Um assunto deveras delicado é o testamento entre nós. Talvez seja porque, ao tratarmos dele, estamos conferindo a morte a exatidão de seu acontecimento e também a exposição do desejo a quem outorgamos legitimidade para receber os nossos bens.

A nossa cultura ainda não é muito adepta ao testamento para determinar o destino de nossos bens ou de outras questões que lhe cabem, relembrando que a liberalidade está constrita à existência de herdeiros descendentes, cônjuge, companheiros ou ascendentes, no percentual de cinquenta por cento de todo o patrimônio; podendo o restante, ou seja: a outra metade ser destinada a quem acharmos merecedor. 

Assim, a escolha do tipo de testamento deve ser feita conforme os aprazimentos do testador. A nossa legislação reconhece seis tipos, dividindo-os em público, cerrado, particular, marítimo, aeronáutico e militar. Recentemente, foi criado o testamento vital ou também denominado biológico.

* Trechos da listagem *
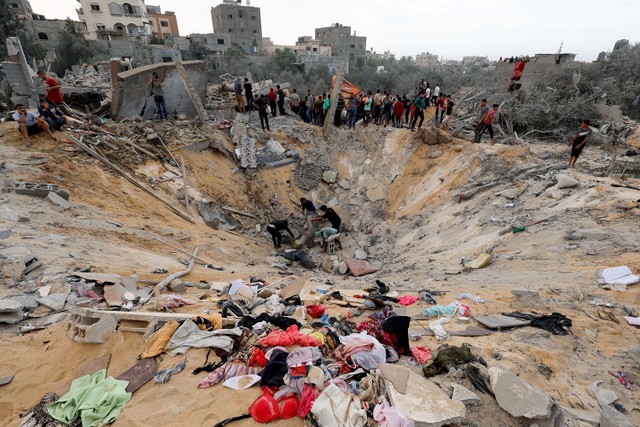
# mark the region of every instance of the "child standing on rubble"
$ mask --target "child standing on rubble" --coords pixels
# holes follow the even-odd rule
[[[155,71],[151,74],[151,79],[149,80],[149,88],[151,88],[151,95],[153,95],[153,100],[156,102],[156,112],[158,114],[159,119],[167,119],[167,103],[164,99],[164,91],[162,88],[164,87],[164,83],[158,77],[158,73]]]
[[[582,153],[582,149],[587,142],[589,142],[589,138],[591,138],[591,134],[593,133],[591,128],[589,127],[589,120],[584,119],[580,128],[569,142],[571,146],[571,154],[569,156],[569,167],[575,167],[576,161],[578,157],[580,157],[580,153]]]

* Objetivo do exercício *
Edite o texto sobre testamento, começando nas palavras "Um assunto deveras" e parando depois de "os nossos bens.", com "delicado" substituído por "sensível". A listagem não tem relação com o texto sobre testamento.

* Resposta esperada *
Um assunto deveras sensível é o testamento entre nós. Talvez seja porque, ao tratarmos dele, estamos conferindo a morte a exatidão de seu acontecimento e também a exposição do desejo a quem outorgamos legitimidade para receber os nossos bens.